Provided passage
- - -

Math 31AH: Lecture 21

Two basic issues in linear algebra which we have not yet resolved are:

  1. Can we multiply vectors?
  2. Can we certify linear independence?

The answers to these questions turn out to be closely related to one another. In this lecture, we discuss the first item.

Let \mathbf{V} be a vector space. We have seen one sort of multiplication of vectors, namely the scalar product \langle \mathbf{v},\mathbf{w} \rangle. One one hand, the scalar product is a proper multiplication rule in the sense that it satisfies the FOIL identity, which is referred to as bilinearity in polite company. On the other hand, the scalar product does not correspond to our usual notion of multiplication in the sense that the product of two vectors is a number, not a vector. This is strange in that one instinctively feels that the “product” of two objects should be another object of the same type. It is natural to ask whether, we can define a bilinear “vector product” which has the feature that the product of two vectors in \mathbf{V} is a vector in \mathbf{V}. In other words, we are asking whether it is possible to give some universal recipe for multiplication of vectors which would turn every vector space into an algebra.

So far, we have only seen certain specific vector spaces \mathbf{V} where a bilinear multiplication of vectors naturally presents itself. Here is a list of these spaces.

- - -

Data section
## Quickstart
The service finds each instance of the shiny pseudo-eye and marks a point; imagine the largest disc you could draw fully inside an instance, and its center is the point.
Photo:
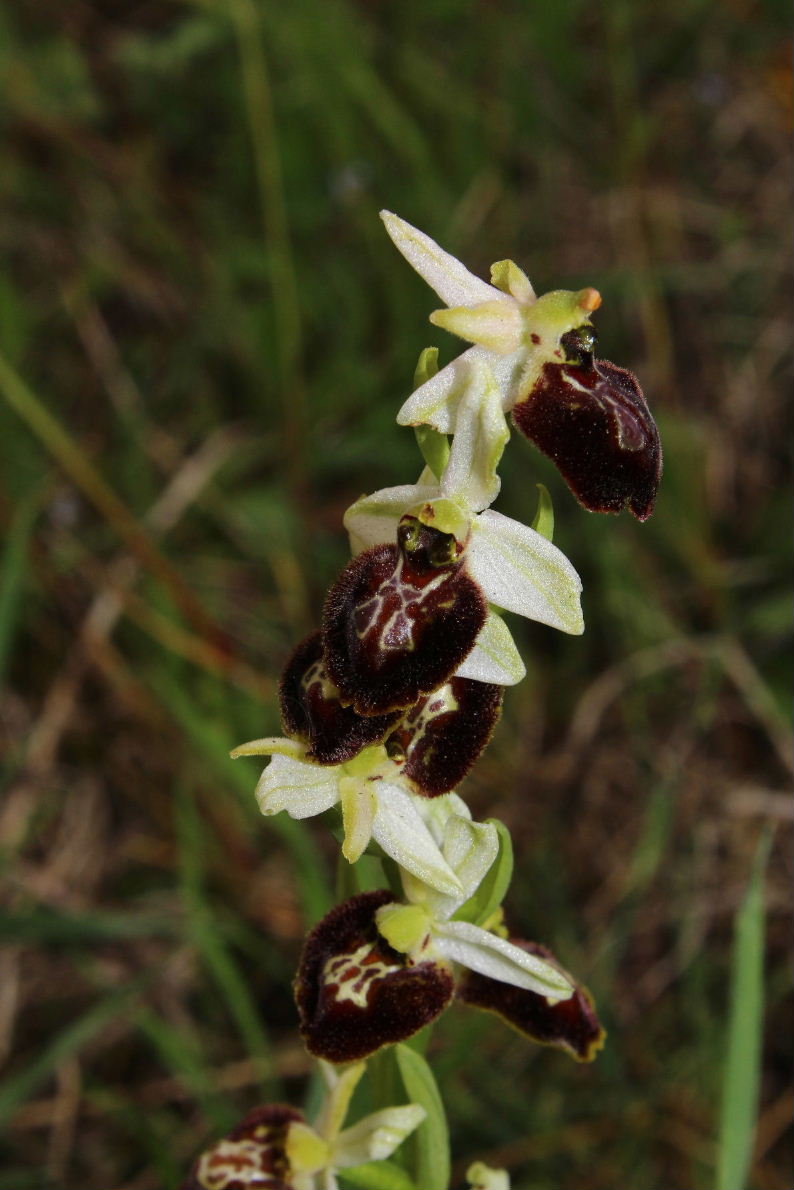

- - -

Answer these questions using the lecture notes:
1. What two unresolved issues in linear algebra do the lecture notes list?
2. Which identity does the scalar product satisfy?
3. In the lecture notes, what kind of object is the scalar product of two vectors?

1. Whether vectors can be multiplied, and whether linear independence can be certified.
2. The FOIL identity, which is also called bilinearity.
3. A number, not a vector.